— Source document —
####################

It is not the best made series ever—not even close. However, it does bring something new to the table, and it does so while giving food for thought. This most notably in the area of due process, but also concerning privacy, the benefits and dangers of social media, press ethics, and organizations sweeping their problems under the rug—all areas where I have considerable concerns about current developments. (Cf. a number of older posts.) Some of these areas are discussed below.

!!!Here be spoilers!!!

A particular disturbing part, obviously, is how one character, Dylan, was originally expelled from school based on scant* evidence, by an entity that served as judge, jury, and prosecutor in one, and how his “conviction” was almost a foregone conclusion based on his previous behavior**. While this example is fictional, it does reflect common practices in the U.S., where there, for instance, have been cases of colleges expelling people under similar circumstances, often in word-against-word situations, using “preponderance of evidence” (or another too weak standard). Considering the effects of a college*** expulsion and the damage than can accrue through e.g. social media and reputation damage in today’s world, the consequences are potentially horrifying—often far worse than the alleged crime or even “crime”. When it comes to actual crimes****, it is vital that proceedings follow a level of due process, rights of the accused, whatnot, that is comparable to that of a real criminal trial—better yet, leave this to the actual justice system, and then make decisions, e.g. regarding expulsions, based on what the results of the justice system were. Even when no crime is present (e.g. with a pure behavioral matter), it is vital that the (real or virtual) roles of judge, jury, and prosecutor are sufficiently separated from each other, and that the “accused” is given sufficient opportunity to defend himself.

*The only evidence against him that was not, at best, circumstantial was a testimony by a witness, which was offset by conflicting testimony by an alibi giver. Neither witness had any obviously superior credibility.

**Dylan was a highly problematic student, and I do not rule out that his past behavior might have been enough for an expulsion. However, he was, as eventually transpired, innocent of the vandalism for which he actually was expelled.

***However, note that the series deals with a high-school expulsion. This is bad enough, but less disastrous both because there are more opportunities to gain back ground and (usually far, far) less money invested at the particular school. To boot, people who are expelled from high-school are rarely among those likely to do well in college, implying that the career effect is considerably smaller: We are still typically talking unemployment and/or low-wage, dead-end jobs, considering the low value of a modern high-school diploma.

####################

Rows of box annotation records:
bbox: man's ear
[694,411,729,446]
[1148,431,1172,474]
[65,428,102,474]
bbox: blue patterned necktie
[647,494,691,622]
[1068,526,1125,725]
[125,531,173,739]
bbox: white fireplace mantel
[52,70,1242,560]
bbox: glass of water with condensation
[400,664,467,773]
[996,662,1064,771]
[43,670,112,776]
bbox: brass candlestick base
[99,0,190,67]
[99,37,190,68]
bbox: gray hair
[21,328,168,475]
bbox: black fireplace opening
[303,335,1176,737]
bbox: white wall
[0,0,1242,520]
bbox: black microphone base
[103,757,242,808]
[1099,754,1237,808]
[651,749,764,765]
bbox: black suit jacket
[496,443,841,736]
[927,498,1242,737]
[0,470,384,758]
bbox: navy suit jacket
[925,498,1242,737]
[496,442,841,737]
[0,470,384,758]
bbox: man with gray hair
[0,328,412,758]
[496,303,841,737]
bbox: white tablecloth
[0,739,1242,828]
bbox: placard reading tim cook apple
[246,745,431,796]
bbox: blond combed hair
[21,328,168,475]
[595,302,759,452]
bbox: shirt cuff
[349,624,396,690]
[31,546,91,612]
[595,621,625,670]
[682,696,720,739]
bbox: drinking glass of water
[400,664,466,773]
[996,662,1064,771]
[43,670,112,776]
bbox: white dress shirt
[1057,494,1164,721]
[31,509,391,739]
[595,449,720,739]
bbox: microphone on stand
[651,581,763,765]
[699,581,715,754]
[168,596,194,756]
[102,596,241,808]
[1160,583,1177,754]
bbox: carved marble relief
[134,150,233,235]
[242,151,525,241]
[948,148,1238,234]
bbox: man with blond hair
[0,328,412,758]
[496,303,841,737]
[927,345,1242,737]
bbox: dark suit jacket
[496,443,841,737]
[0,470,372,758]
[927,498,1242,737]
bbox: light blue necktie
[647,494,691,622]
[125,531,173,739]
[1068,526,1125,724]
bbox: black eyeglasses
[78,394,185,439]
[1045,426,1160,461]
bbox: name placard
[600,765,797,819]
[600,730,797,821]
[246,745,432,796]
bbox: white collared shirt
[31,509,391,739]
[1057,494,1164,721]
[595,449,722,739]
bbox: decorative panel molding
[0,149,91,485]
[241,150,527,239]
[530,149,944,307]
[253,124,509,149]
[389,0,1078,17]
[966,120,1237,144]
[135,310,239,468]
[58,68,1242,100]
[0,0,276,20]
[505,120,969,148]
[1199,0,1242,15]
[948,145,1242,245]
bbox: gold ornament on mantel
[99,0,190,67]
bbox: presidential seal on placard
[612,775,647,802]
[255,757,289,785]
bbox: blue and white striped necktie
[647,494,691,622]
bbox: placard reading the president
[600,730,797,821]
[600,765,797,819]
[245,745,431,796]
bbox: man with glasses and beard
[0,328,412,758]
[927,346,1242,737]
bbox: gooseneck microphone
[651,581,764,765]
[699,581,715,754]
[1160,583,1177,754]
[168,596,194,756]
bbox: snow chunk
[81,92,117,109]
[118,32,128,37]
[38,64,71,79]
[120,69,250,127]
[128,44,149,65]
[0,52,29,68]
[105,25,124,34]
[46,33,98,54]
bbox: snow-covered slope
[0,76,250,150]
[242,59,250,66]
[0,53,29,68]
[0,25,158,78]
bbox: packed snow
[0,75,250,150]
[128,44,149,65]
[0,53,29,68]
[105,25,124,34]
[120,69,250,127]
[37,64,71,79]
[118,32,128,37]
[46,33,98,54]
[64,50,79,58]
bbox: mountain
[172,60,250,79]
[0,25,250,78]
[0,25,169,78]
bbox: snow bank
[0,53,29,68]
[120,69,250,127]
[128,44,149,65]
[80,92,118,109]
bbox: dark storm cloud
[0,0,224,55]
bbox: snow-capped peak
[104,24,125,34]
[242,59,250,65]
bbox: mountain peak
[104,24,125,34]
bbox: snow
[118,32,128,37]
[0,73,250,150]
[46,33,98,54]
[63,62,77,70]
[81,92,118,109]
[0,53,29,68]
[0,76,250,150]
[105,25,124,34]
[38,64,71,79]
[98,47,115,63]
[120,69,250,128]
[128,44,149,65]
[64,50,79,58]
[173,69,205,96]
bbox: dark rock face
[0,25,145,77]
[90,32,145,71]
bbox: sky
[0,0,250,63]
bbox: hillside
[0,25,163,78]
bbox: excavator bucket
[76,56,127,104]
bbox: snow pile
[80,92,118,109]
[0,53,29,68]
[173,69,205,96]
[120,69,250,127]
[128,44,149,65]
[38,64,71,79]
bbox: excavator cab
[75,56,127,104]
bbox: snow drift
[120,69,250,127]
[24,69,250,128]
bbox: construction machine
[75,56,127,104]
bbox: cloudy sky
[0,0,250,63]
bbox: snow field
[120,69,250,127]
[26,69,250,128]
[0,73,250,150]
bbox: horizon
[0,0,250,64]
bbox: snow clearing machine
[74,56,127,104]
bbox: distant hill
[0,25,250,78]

####################

— Requests —
1 – List the areas that the commentary on the series says it gives food for thought about.
2 – According to the commentary on the series, what act was Dylan expelled for?
3 – Please condense the paragraph of the commentary on the series that begins "A particular disturbing part" into a short list that keeps its main facts.

— Expected results —
1 –
- Due process
- Privacy
- The benefits and dangers of social media
- Press ethics
- Organizations sweeping their problems under the rug

2 – Vandalism, of which he eventually turned out to be innocent.

3 –
- In the series, Dylan is expelled from school on scant evidence by an entity acting as judge, jury, and prosecutor in one. His "conviction" was almost a foregone conclusion because of his previous behavior.
- The example is fictional but reflects common U.S. practice. Colleges have expelled people under similar circumstances, often in word-against-word situations, using "preponderance of evidence" or another too-weak standard.
- Because of social media and reputation damage, the consequences of a college expulsion can be horrifying, often far worse than the alleged crime.
- For actual crimes, proceedings need due process comparable to a real criminal trial. Better still, the matter should be left to the justice system, and decisions such as expulsions should be based on its results.
- Even without a crime, the roles of judge, jury, and prosecutor must be sufficiently separated, and the accused must have enough opportunity to mount a defense.